───── Text segment ─────

I'm a writer, and language is important to me.
*
Politics
My work for the Expansionist Party
of the United States ("XP"), occupies its own homepage under my XPUS
screenname on America Online ( http://members.aol.com/XPUS).
Four subpages, on Puerto Rico and
the Virgin Islands, Russia, South Africa, and English as the language of
liberation, appear at the XPUS2 screenname. One enormous XP page, "Letters
from the Chairman", appears under this screenname, at http://members.aol.com/Schoonmakr/Chairman.html.
The XP site is, to quote a British colleague,
"immense", with many webpages (some written by other people), some of
them profusely illustrated (in some cases with my own photographs), on many
subjects. I also drafted and serve as webmaster for the website of United States
International. Everything on all my political sites is indexed from the main page of XP's AOL
site.
Spelling Reform
My work on the best system for reforming the
spelling of English ever proposed (he said modestly) occupies its own
homepage on AOL: http://members.aol.com/Fanetiks,
with many subpages. One of those is a pronouncing dictionary of
commonly mispronounced words, with over 120 usage notes on particular words
that give cues to broader principles of correct pronunciation. An overview of general
principles of correct speech also appears at that site. Last I checked, my
Fanetik proposal was shown as one of the top-10 spelling reform sites on the
Internet.

───── Dataset extract ─────

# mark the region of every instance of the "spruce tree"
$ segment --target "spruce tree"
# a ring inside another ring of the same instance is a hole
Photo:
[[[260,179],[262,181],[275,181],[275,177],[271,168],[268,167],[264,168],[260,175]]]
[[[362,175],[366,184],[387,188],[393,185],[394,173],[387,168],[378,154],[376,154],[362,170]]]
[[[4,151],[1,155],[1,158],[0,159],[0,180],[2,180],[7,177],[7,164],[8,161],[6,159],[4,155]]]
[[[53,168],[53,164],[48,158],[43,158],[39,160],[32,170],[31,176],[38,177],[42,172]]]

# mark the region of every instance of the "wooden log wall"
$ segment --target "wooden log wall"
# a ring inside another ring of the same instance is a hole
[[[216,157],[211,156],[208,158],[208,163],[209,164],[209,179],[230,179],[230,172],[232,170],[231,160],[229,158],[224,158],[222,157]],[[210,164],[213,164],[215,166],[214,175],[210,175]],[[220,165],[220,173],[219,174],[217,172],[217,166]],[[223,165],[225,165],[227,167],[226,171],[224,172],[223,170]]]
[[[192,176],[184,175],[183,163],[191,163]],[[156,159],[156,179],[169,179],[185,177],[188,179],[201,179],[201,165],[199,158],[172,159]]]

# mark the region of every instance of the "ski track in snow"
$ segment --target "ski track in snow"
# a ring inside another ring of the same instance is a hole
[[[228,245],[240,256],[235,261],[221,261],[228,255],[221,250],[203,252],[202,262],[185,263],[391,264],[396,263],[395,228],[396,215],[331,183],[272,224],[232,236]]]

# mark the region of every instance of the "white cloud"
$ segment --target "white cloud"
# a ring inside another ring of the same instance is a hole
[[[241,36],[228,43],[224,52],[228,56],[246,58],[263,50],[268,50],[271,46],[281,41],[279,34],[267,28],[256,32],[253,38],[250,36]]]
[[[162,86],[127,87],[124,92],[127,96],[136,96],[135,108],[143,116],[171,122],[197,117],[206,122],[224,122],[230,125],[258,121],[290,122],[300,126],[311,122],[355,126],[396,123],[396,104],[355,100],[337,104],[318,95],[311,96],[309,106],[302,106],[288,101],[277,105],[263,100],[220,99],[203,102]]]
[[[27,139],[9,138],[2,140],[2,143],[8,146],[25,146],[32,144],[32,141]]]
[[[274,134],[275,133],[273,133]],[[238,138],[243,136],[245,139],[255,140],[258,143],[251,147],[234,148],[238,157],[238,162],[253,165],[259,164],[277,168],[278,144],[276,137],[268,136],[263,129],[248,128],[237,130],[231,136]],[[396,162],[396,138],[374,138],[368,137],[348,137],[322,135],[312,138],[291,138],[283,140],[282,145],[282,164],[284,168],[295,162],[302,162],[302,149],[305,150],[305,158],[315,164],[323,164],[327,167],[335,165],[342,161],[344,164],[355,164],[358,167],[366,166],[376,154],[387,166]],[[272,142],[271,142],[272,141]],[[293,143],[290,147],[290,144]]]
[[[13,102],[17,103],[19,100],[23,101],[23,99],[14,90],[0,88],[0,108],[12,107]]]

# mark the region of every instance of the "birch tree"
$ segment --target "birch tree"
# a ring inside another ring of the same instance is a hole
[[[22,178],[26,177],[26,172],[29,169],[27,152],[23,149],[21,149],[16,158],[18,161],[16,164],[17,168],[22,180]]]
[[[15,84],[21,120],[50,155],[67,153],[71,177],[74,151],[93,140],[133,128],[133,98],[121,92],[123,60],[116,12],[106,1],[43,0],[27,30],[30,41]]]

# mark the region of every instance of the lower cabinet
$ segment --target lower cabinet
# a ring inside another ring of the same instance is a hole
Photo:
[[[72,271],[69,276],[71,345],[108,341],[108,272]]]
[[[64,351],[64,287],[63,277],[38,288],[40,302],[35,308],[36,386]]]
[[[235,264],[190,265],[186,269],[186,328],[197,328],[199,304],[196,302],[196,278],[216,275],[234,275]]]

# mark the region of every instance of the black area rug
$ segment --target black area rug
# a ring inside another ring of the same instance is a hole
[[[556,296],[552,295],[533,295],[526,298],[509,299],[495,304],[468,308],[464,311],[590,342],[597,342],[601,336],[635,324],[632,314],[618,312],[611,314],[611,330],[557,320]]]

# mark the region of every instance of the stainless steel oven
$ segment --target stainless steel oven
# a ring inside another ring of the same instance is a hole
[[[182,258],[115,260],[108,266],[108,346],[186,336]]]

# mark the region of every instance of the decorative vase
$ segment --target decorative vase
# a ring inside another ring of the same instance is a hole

─────

◆ **Given request**
Carry on the personal page describing the writer's political and spelling reform websites, starting right after its last sentence.

◆ **Exercise response**
On June 1, 2004, I created a "Simpler Spelling Word of
the Day" website on Yahoo GeoCities. It comprises a page showing the word
for that day, plus separate pages showing all words used thus far. The
principles behind each proposed reform are explained, often with notes about the
individual word's history.
Gay Rights and
Self-Understanding
My work in this area occupies its
own homepage, with many subpages, on AOL as well: http://members.aol.com/MrGayPride.
Most of the pieces there were created for the organization Homosexuals Intransigent!, but there are also
some items from Homosexuals of High IQ, an
altogether different organization.
Boosting
Newark
I have created a website (also on AOL) concerning the many
good things about my home (since June 2004), much-maligned Newark, New Jersey.
Called "Resurgence
City: Newark USA", it works to persuade good people to make their homes —
and investments (and thus money) — in rebounding Newark. Here is one of my many,
many photos that appears on the site. My late father, who took me to the park
portrayed, is shown standing left of center.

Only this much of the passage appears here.